* Start Source records *
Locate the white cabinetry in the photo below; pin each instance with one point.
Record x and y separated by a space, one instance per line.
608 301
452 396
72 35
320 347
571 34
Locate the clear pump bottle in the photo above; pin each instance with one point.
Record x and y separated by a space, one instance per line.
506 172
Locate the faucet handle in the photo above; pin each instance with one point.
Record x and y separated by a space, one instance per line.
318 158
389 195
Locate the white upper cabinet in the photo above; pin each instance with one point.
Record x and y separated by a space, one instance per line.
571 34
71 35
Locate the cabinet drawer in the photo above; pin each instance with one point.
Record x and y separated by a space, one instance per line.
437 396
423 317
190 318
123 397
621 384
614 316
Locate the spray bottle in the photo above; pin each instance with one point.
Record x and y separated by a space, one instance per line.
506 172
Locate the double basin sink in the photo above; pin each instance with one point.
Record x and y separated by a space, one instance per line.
* End Source records *
**What is required**
Rewrite all of the material above, swapping every "Locate" for "Find" and leaving everything else unchanged.

**Full response**
Find the white cabinetry in the photo below; pin each instance with one point.
Record x and y separated by a space, one instance per line.
608 301
452 396
72 35
320 347
571 34
Find the clear pump bottle in the photo above; pin each instance with one point.
Record x and y separated by a space, one instance per line.
506 172
Find the faucet handle in the photo above; pin each instance with one point.
Record x and y separated by a space, one instance per line.
318 158
389 195
Find the white upper cabinet in the photo above; pin each instance with one point.
Record x and y separated by a space, one instance per line.
571 34
71 35
Find the cabinet drawer in the photo above; pin each instance with one point.
Record x and y separated by a space, one instance per line.
437 396
423 317
190 318
123 397
621 384
614 316
Find the spray bottle in the photo above; pin each instance with one point.
Record x and y separated by a space, one instance per line.
506 172
Find the double basin sink in the photo above; pin each instance with one point.
Record x and y separated by a space, one instance per line.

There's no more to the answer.